* _Required work_:
Please repeat the rows word for word, from the line containing "Practice step: locate the row" through the line containing "Practice step: locate the autumn", including both of those lines.
-- Start Input for this task --
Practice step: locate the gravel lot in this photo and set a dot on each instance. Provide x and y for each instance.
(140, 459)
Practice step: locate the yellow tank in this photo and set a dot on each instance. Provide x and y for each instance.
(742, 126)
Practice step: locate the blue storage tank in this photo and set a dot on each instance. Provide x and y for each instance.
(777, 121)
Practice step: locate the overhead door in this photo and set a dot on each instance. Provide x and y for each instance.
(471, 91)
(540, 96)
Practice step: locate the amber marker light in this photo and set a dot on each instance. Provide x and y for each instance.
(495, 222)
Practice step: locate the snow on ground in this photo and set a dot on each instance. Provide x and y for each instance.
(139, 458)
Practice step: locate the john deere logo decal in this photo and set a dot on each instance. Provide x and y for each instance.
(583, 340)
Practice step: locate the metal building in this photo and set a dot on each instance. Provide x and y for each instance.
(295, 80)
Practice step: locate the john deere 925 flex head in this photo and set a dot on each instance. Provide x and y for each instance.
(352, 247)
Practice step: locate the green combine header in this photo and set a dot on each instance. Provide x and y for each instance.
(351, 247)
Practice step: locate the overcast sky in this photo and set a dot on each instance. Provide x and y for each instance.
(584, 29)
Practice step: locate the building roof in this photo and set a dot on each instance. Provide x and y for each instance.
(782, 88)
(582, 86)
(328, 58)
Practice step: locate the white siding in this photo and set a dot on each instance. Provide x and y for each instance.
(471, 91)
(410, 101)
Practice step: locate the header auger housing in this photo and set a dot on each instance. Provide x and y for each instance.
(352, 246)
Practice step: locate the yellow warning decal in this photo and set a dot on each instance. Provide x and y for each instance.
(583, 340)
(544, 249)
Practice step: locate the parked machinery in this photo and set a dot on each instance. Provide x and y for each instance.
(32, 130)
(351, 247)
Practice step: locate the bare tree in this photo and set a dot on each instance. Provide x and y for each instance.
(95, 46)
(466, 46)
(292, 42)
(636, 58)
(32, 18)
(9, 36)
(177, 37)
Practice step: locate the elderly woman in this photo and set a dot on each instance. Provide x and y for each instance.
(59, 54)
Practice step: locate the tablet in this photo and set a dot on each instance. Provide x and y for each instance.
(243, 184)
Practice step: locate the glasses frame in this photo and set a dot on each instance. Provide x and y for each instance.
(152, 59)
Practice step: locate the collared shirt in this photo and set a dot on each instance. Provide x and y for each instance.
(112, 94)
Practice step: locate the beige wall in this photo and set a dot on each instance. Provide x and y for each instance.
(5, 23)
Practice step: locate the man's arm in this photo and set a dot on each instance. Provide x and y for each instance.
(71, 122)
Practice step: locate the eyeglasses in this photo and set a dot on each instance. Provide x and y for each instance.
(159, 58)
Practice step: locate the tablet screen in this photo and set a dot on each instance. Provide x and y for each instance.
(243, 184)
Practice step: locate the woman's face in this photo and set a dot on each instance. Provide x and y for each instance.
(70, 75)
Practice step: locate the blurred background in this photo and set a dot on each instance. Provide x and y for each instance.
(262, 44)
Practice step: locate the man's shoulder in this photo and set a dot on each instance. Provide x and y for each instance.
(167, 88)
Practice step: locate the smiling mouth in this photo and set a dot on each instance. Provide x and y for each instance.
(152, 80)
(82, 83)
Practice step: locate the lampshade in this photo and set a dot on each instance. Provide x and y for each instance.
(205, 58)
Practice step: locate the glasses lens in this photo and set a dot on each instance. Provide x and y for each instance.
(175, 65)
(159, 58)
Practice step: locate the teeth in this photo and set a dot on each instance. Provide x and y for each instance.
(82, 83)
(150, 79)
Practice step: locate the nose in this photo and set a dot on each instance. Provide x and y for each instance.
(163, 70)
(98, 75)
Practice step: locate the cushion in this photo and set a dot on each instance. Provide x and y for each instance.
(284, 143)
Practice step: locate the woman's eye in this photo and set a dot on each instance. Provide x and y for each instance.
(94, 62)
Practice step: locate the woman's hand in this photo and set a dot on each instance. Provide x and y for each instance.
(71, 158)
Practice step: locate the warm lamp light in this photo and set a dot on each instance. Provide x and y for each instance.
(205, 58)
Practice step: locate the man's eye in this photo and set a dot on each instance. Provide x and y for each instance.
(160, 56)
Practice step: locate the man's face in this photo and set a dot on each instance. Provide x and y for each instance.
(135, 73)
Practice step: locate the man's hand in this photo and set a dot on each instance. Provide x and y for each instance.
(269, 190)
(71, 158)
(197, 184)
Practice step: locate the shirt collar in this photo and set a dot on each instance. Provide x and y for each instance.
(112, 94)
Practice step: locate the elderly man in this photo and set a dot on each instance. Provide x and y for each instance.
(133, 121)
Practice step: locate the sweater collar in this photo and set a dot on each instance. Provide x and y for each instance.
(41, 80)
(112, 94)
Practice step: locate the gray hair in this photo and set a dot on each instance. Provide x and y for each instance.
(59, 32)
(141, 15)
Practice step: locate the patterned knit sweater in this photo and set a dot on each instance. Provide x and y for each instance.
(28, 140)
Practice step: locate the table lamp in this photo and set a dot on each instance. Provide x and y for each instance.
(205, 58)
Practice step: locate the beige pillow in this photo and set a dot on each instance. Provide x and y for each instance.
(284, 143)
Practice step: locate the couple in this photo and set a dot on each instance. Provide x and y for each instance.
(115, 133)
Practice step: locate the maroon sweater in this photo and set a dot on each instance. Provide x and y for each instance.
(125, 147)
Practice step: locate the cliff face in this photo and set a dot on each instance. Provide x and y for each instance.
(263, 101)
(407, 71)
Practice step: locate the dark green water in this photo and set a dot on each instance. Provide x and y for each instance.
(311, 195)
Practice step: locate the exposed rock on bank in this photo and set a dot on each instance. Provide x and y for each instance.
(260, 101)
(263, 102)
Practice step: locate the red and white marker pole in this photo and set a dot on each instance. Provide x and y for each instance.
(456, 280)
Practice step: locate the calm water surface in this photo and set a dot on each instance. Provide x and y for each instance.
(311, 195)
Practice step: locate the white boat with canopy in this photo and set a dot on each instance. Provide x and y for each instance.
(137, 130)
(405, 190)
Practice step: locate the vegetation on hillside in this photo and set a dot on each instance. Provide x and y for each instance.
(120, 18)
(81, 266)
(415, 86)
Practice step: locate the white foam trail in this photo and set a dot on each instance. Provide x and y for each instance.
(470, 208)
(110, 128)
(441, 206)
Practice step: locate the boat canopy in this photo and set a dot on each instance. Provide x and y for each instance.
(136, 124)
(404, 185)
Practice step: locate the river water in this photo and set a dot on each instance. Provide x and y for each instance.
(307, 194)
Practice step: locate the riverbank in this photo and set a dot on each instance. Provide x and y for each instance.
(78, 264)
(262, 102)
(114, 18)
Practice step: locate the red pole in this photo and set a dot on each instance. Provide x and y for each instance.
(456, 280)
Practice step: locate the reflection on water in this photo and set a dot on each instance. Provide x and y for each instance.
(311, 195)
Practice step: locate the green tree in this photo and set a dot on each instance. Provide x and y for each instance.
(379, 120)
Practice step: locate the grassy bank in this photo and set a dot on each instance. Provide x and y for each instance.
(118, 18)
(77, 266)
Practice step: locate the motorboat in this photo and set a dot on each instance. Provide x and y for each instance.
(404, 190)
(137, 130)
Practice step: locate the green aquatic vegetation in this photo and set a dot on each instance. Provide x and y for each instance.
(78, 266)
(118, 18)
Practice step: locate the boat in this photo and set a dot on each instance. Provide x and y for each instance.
-- End Input for this task --
-- Start Input for this task --
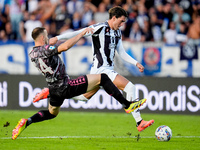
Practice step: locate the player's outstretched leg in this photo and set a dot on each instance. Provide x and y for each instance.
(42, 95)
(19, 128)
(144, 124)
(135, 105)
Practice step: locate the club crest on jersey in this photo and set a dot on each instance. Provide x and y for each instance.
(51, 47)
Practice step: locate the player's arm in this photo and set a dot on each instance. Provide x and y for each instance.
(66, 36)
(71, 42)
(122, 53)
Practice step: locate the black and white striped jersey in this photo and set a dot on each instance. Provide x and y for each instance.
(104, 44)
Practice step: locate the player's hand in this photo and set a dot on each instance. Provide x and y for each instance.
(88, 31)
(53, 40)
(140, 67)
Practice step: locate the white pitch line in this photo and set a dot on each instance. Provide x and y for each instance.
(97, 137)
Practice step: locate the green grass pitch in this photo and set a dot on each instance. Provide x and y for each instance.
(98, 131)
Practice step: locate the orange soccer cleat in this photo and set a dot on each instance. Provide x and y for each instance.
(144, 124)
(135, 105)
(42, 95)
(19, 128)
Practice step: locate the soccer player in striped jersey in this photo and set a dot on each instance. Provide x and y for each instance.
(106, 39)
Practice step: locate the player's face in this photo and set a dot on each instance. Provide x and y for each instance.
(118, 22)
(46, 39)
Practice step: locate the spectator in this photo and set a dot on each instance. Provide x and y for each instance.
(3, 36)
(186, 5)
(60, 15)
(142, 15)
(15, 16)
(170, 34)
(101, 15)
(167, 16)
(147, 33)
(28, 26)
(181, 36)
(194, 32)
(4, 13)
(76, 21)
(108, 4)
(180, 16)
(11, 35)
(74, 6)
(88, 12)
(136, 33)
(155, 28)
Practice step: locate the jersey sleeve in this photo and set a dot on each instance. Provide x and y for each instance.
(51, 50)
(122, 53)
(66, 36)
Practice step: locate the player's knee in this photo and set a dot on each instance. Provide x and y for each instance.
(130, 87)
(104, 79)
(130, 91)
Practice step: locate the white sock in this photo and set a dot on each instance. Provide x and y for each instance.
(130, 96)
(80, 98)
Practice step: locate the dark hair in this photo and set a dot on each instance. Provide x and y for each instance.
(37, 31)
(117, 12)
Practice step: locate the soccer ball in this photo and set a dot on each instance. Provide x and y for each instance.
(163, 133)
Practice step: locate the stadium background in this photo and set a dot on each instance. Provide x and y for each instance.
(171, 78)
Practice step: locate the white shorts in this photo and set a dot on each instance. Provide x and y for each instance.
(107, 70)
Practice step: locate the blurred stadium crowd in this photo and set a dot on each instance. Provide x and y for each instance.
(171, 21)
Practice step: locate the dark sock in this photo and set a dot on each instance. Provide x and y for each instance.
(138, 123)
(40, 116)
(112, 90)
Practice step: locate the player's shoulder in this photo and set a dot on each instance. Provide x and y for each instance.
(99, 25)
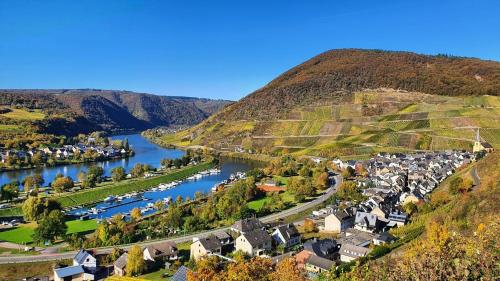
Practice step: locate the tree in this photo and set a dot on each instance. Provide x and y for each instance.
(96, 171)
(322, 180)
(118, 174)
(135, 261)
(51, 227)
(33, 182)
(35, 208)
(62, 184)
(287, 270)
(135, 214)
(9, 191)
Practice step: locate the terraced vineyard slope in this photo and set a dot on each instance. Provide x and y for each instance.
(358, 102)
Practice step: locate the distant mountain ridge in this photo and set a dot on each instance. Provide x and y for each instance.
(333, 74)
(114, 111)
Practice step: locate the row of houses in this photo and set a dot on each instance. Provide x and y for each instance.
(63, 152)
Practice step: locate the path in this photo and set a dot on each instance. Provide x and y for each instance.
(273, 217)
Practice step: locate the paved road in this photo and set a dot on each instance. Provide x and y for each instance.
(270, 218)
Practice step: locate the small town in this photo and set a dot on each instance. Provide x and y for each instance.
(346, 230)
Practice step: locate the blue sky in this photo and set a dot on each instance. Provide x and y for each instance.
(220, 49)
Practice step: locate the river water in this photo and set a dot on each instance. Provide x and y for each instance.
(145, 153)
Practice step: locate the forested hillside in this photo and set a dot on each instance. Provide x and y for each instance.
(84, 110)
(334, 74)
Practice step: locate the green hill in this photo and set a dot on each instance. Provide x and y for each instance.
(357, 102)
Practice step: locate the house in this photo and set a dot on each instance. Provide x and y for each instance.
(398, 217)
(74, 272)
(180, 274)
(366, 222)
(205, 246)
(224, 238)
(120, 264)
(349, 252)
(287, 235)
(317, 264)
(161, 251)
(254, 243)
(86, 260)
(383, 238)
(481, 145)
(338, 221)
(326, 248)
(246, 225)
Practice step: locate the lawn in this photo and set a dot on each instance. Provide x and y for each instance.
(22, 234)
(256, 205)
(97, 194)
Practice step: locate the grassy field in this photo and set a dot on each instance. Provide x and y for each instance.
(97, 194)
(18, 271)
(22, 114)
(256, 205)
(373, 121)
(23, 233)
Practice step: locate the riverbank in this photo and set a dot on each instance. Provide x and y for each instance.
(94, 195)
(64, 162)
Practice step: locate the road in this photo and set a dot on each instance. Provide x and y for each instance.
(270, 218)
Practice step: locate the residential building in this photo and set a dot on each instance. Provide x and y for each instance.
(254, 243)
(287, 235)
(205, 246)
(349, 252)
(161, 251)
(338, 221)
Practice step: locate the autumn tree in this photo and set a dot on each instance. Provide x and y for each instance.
-- End Input for this task --
* _The reply_:
Practice step: locate the row of houses in this photo and set a dot on each instance. Provide x and y for each instance.
(63, 152)
Practice step: locate the path in this photo and set a dot on each instance. Provide x and y for each instance.
(273, 217)
Practice step: locate the paved road in this photo and set a dot on each instance. Provide x and y for each instance.
(270, 218)
Practice step: locate the small town in this photo and set a dot on each instance. Provide x and y for each instance.
(346, 230)
Practice step: locate the blue sky in this photo and set a dot on each instance. Provide x and y for each instance.
(220, 49)
Practice step: locate the river water in this photo and set a dot on each instance. Provide x and y for each instance.
(145, 153)
Practice step: locate the forested hillside in this photo and set a dot on each instance. Provide x and y for each instance.
(84, 110)
(334, 74)
Practice step: locate the green hill in this photo and set a dot on each instance. Provide x and y for each instance.
(357, 102)
Practice step: locate the house in this photo and set a dot on each instance. Provide x and y for each instance.
(398, 217)
(74, 272)
(180, 274)
(366, 222)
(205, 246)
(224, 238)
(120, 264)
(349, 252)
(287, 235)
(317, 264)
(161, 251)
(254, 243)
(86, 260)
(383, 238)
(481, 145)
(338, 221)
(326, 248)
(246, 225)
Practice step: locate the lawn in this photo and set a dot on each instance. Provide x and y for each instance.
(22, 234)
(256, 205)
(97, 194)
Practice step: locate the grassy field in this photo and set a dot on each instance. Provide x and y for each instance.
(97, 194)
(18, 271)
(22, 114)
(256, 205)
(373, 121)
(23, 233)
Practice step: locate the riverbank in this photo and set a dot on each instance. Provide x and y for each instance.
(94, 195)
(64, 162)
Practice step: locate the road in this photo and set a dot on each instance. Provide x and y for each instance.
(270, 218)
Practice step: locate the residential building in this photo and set a dot on each instance. Provide x and y for each instance.
(254, 243)
(287, 235)
(205, 246)
(349, 252)
(161, 251)
(338, 221)
Practice step: locate the autumn tree in this photo and set a dot on each instance. Provide x and y for each instance.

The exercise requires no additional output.